Texte extrait:

_ _ _

Mémoire : l’organisation fonctionnelle de l’hippocampe dévoilée

Des chercheurs américains rapportent dans la revue Nature des données permettant pour la première fois de comprendre comment la disposition anatomique des neurones de l’hippocampe permet de rendre compte du fonctionnement de cette région du cerveau impliquée dans la mémoire à court terme.

Robert Hampson et ses collaborateurs de la Faculté de médecine de l’Université Wake Forest à Winston-Salem (Caroline du Nord) montrent que la répartition anatomo-fonctionnelle des neurones de l’hippocampe dorsal du rat est organisée de telle façon qu’elle permet de coder de manière cohérente à la fois l’information spatiale (lieu) et non-spatiale (événement).

Les chercheurs américains ont enregistré l’activité des neurones hippocampiques de 23 rats au cours d’une épreuve de reconnaissance. Ces rongeurs devaient d’abord exercer une pression sur un levier présenté soit à droite, soit à gauche (acquisition). Après un délai pouvant varier de 1 à 40 secondes, l’animal devait ensuite actionner un levier situé dans la position opposée à celle du premier levier (test).

Les rats ont joué à ce jeu 100 à 150 fois par jour et des microélectrodes permettaient sur chacun d’eux d’enregistrer l’activité de 10 à 16 neurones.

Huit paires de microélectrodes ont été placées tous les 200 microns le long de l’axe antéro-postérieur (septotemporal) de l’hippocampe dorsal sur une distance d’à peine 1,6 mm. Au total, 243 cellules nerveuses ont été enregistrées en continu pendant au moins 5 séances chez des rats bien entraînés.

Des groupes de neurones hiérarchisés et entremêlés

Les enregistrements révèlent que les neurones du rat se répartissent en segments distincts le long de l’hippocampe. Chacune de ces bandes longitudinales renferme un groupe de neurones qui deviennent actifs lorsque l’animal se trouve dans une position spatiale donnée, droite ou gauche. Au sein de ces segments, existent par ailleurs des neurones bien ordonnés qui interviennent, eux, dans le codage d’informations non spatiales de l’épreuve mnésique à effectuer.

Plus précisément, les chercheurs montrent l’existence de neurones (‘cellules de position’) dont l’activité est uniquement associée à la position du levier sur lequel le rat appuie, et ce qu’il s’agisse de la phase d’acquisition ou du test.

_ _ _

Enregistrements du jeu de données:
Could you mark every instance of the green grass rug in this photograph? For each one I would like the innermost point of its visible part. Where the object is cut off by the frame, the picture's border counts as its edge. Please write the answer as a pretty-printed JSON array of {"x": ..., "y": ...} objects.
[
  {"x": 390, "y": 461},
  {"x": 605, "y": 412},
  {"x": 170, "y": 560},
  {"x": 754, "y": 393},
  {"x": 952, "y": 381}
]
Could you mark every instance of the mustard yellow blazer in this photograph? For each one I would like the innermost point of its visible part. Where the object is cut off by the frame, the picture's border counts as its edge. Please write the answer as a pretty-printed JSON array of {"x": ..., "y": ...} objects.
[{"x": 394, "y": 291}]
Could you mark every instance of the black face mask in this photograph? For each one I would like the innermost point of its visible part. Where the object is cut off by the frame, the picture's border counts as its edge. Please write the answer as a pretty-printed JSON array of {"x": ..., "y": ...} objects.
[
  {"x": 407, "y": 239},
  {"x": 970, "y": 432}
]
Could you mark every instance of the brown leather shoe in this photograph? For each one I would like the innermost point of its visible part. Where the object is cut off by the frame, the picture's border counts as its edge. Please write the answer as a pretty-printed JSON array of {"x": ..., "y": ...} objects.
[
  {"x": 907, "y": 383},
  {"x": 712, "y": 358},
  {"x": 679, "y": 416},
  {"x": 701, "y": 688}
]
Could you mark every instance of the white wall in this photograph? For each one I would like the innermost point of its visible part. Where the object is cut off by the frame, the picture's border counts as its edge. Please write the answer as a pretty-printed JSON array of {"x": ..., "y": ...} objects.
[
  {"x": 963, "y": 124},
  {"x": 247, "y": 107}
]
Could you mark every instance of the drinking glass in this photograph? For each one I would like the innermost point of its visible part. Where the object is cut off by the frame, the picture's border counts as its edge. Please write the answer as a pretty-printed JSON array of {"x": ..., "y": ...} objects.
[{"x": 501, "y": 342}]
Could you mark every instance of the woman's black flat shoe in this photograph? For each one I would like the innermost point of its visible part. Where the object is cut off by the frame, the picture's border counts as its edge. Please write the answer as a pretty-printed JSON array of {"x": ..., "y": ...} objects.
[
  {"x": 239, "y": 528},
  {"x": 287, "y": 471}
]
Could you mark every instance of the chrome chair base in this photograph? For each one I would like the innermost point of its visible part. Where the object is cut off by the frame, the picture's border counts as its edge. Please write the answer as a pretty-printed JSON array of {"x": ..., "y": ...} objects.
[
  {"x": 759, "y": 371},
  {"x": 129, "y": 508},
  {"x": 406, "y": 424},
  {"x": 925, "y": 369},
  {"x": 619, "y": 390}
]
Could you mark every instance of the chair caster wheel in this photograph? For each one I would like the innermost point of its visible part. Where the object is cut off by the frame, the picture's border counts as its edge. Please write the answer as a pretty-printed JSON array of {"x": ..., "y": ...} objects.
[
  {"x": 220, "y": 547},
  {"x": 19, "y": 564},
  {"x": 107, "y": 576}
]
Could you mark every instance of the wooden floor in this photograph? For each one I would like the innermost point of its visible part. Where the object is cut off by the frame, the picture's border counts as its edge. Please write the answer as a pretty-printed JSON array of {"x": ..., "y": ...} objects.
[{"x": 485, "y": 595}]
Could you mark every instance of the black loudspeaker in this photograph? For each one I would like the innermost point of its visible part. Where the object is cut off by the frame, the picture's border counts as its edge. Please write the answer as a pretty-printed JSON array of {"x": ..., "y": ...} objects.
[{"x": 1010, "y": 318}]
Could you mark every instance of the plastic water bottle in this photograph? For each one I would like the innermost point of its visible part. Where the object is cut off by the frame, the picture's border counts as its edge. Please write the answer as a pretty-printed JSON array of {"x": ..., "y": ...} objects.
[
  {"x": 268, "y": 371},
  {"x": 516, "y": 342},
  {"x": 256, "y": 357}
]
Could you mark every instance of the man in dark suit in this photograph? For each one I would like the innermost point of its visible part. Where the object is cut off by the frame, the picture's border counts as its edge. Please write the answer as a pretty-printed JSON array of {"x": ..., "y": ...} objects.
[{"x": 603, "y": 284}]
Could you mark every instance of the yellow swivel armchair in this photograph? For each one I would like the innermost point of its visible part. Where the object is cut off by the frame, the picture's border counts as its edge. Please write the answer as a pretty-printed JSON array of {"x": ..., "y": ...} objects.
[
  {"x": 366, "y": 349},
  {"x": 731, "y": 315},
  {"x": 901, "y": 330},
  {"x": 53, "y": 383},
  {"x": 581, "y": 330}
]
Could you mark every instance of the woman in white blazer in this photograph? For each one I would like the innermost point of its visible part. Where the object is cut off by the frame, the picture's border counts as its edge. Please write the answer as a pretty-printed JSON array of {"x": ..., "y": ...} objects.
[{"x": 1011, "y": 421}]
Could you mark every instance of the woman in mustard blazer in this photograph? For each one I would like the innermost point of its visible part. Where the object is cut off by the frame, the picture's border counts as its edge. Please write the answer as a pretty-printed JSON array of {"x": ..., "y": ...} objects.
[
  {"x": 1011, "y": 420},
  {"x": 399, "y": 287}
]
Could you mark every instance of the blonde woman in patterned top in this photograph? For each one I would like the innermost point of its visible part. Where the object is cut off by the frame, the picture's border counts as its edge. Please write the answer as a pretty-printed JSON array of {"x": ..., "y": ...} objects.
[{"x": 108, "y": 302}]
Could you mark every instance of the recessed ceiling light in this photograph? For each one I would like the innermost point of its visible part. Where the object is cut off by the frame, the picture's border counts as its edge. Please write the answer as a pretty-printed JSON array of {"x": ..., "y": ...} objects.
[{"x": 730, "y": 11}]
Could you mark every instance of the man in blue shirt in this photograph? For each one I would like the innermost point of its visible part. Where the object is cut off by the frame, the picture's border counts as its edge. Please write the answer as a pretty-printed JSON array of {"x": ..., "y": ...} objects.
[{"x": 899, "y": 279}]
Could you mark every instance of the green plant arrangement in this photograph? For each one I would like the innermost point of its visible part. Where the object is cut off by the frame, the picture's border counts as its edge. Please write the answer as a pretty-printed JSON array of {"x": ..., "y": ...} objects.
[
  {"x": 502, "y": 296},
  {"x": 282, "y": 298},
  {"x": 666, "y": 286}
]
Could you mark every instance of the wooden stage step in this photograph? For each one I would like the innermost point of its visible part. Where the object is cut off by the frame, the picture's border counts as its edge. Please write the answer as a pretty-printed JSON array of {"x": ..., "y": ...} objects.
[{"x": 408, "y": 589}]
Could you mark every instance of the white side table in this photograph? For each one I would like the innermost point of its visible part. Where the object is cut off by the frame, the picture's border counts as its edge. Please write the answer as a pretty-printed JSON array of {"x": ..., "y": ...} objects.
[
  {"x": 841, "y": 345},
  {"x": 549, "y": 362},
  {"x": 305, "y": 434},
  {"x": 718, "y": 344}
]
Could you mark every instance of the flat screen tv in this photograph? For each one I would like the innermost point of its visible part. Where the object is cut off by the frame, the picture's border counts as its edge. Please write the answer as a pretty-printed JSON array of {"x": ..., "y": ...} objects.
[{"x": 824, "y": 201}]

_ _ _

Consigne: Pouvez-vous recopier mot pour mot le passage du texte sur l'hippocampe qui va de « Les enregistrements révèlent » à « ou du test. » ? La liste n'a aucun rôle dans cet exercice.

Résultat:
Les enregistrements révèlent que les neurones du rat se répartissent en segments distincts le long de l’hippocampe. Chacune de ces bandes longitudinales renferme un groupe de neurones qui deviennent actifs lorsque l’animal se trouve dans une position spatiale donnée, droite ou gauche. Au sein de ces segments, existent par ailleurs des neurones bien ordonnés qui interviennent, eux, dans le codage d’informations non spatiales de l’épreuve mnésique à effectuer.

Plus précisément, les chercheurs montrent l’existence de neurones (‘cellules de position’) dont l’activité est uniquement associée à la position du levier sur lequel le rat appuie, et ce qu’il s’agisse de la phase d’acquisition ou du test.